[Detalhes da tarefa]: Localize nos itens abaixo todas as linhas que contêm a palavra "squirrel" e copie cada uma delas. Diferencie maiúsculas de minúsculas.

======== Dados brutos ========

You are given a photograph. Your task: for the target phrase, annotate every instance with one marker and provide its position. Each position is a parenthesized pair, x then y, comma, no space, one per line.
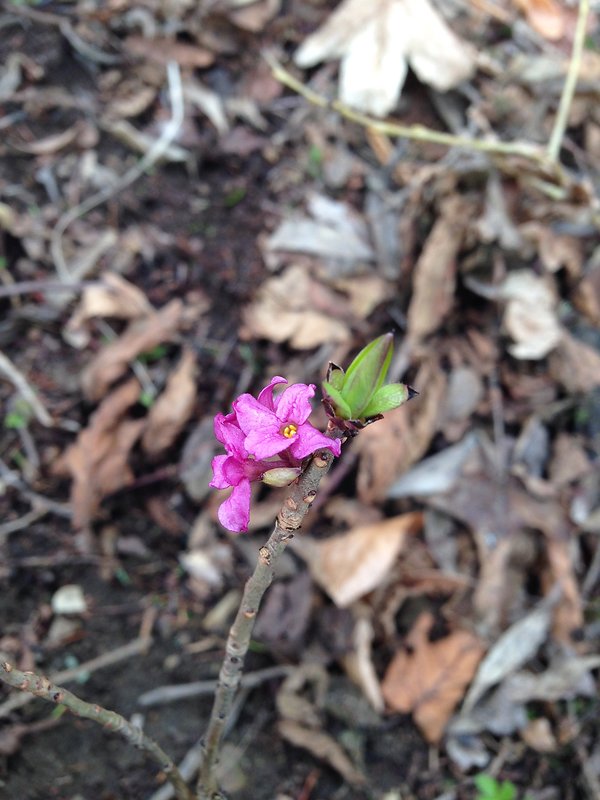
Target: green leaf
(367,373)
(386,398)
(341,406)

========
======== Dados brutos ========

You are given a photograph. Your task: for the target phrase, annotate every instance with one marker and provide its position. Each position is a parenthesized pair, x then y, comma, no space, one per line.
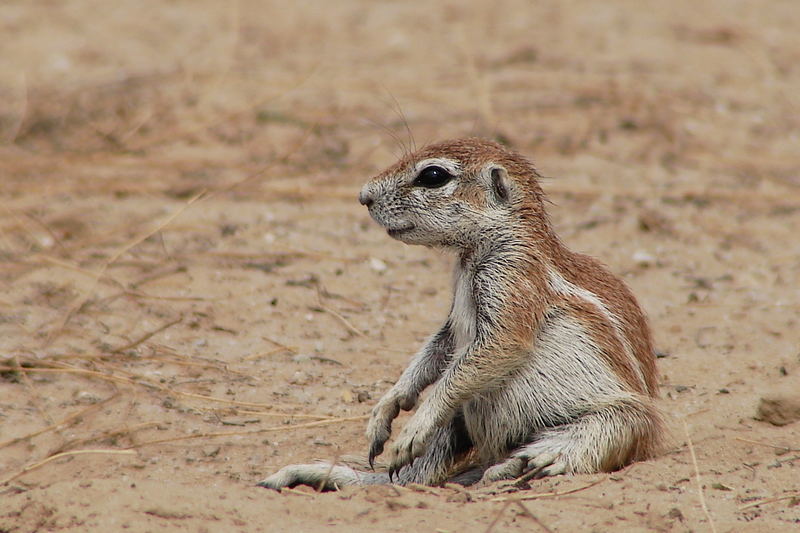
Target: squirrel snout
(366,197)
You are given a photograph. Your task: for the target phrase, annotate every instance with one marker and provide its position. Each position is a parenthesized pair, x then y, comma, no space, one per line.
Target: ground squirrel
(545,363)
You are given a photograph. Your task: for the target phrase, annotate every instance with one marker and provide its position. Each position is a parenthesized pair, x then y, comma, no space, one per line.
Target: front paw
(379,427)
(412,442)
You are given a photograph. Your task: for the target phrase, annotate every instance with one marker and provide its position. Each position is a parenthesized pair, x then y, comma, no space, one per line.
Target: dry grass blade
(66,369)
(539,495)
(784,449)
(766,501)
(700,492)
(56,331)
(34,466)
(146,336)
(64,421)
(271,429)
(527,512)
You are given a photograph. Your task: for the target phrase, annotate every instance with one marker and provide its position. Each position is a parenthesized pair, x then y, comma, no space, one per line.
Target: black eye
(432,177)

========

[Solução da tarefa]:
Target: squirrel snout
Target: ground squirrel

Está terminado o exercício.